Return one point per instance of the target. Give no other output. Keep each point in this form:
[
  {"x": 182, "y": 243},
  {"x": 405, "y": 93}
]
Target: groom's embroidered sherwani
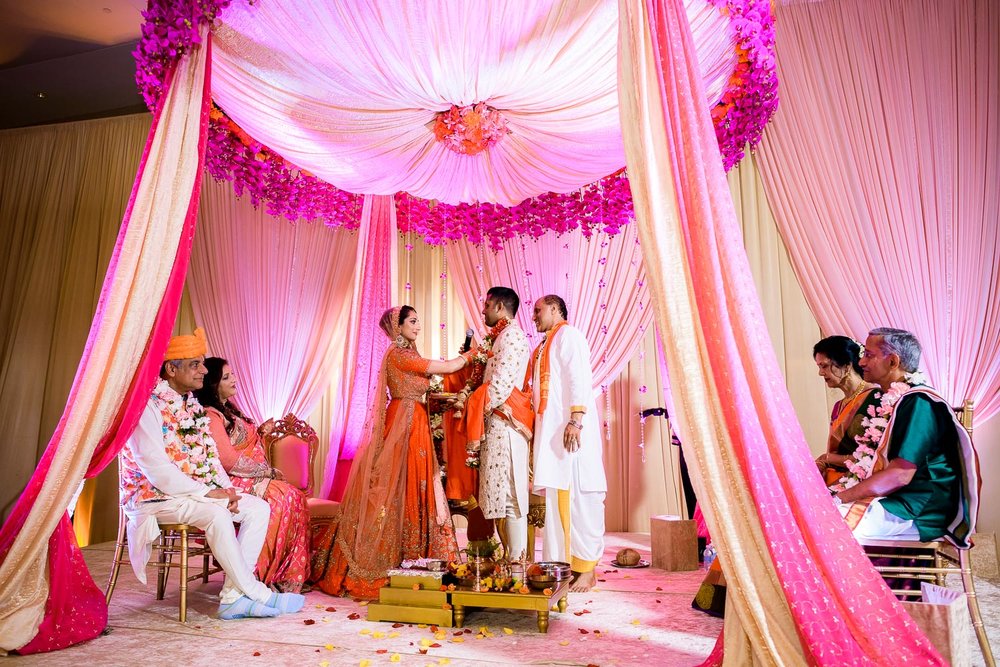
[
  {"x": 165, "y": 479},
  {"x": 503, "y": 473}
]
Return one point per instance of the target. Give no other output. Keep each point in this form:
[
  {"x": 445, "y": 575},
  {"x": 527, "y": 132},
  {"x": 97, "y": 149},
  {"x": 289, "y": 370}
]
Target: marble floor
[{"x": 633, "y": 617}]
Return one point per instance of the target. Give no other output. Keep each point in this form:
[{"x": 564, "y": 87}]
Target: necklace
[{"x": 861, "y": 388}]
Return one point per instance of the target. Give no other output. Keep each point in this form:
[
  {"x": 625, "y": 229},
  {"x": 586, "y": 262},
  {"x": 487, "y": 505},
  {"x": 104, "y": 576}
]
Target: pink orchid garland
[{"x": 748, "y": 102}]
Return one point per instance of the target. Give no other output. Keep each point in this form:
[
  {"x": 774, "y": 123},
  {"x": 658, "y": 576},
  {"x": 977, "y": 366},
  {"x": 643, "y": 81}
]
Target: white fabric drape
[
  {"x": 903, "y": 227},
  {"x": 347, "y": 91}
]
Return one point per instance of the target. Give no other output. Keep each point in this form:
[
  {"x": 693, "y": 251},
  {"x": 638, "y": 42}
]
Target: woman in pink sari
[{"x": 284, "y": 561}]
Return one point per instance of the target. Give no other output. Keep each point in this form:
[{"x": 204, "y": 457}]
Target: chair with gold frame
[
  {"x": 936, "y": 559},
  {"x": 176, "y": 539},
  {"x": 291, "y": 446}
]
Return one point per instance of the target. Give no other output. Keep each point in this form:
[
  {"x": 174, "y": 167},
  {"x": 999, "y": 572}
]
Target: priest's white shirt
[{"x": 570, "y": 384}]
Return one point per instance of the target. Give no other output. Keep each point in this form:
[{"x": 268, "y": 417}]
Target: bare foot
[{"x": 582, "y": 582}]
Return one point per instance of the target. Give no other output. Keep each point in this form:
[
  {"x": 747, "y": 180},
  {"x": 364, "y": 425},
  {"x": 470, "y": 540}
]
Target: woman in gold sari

========

Directions for this task
Repeat the material above in full and exactly, omitting the pictures.

Task result
Return one point per instance of the target. Give no other output. Keep each point in this form:
[
  {"x": 182, "y": 243},
  {"x": 405, "y": 93}
]
Target: groom's embroidered sherwani
[
  {"x": 165, "y": 479},
  {"x": 503, "y": 473}
]
Return one point per instance of the target. Give no other output. Keep each point in this form:
[
  {"x": 445, "y": 575},
  {"x": 527, "y": 132},
  {"x": 97, "y": 149},
  {"x": 289, "y": 370}
]
Target: marble floor
[{"x": 633, "y": 617}]
Return one point per instance of the target. Give no other output. Keep each point in this form:
[{"x": 564, "y": 87}]
Target: necklace
[{"x": 861, "y": 388}]
Return one point per instance of the target. Give no other output. Keep each point in this form:
[
  {"x": 625, "y": 229},
  {"x": 586, "y": 262},
  {"x": 487, "y": 505},
  {"x": 104, "y": 576}
]
Target: pink orchid garland
[{"x": 748, "y": 102}]
Return one point per instance of the target. Give no other output. Keep each point in this form:
[
  {"x": 774, "y": 123},
  {"x": 658, "y": 576},
  {"x": 977, "y": 366},
  {"x": 643, "y": 81}
]
Target: white fabric drape
[
  {"x": 903, "y": 227},
  {"x": 347, "y": 91}
]
Return one point per instance of the target. Give no other output. Keep each point in this form:
[
  {"x": 693, "y": 251},
  {"x": 638, "y": 42}
]
Target: woman in pink sari
[{"x": 284, "y": 561}]
Return one point per instance of the target. Give no other output. Keep each point in this form:
[{"x": 204, "y": 457}]
Target: chair with gold frame
[
  {"x": 936, "y": 559},
  {"x": 176, "y": 539},
  {"x": 291, "y": 446}
]
Return one point per instance of the target. Give no other output. Keep each point in this form:
[
  {"x": 174, "y": 167},
  {"x": 999, "y": 572}
]
Target: priest's white shirt
[{"x": 570, "y": 384}]
Return one point per instance of the target. Give no other output. Keep each point in this form:
[{"x": 268, "y": 417}]
Target: bare foot
[{"x": 582, "y": 582}]
Return one point per instance of the target. Give no other output. Keep each point in this form:
[
  {"x": 747, "y": 180},
  {"x": 364, "y": 425},
  {"x": 470, "y": 540}
]
Target: woman in gold sari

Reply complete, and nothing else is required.